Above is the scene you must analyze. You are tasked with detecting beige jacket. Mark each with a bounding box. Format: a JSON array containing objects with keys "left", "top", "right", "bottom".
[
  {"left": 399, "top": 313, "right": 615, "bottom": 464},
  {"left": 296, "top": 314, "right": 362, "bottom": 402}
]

● ● ● ● ● ● ●

_Stated problem_
Copy the records above word for word, keeping every line as it is.

_Finished answer_
Above is the scene you must analyze. You are tasked with detecting beige jacket. Mark each with a bounding box. Format: a JSON array containing objects with keys "left", "top", "right", "bottom".
[
  {"left": 399, "top": 313, "right": 615, "bottom": 464},
  {"left": 296, "top": 314, "right": 362, "bottom": 402}
]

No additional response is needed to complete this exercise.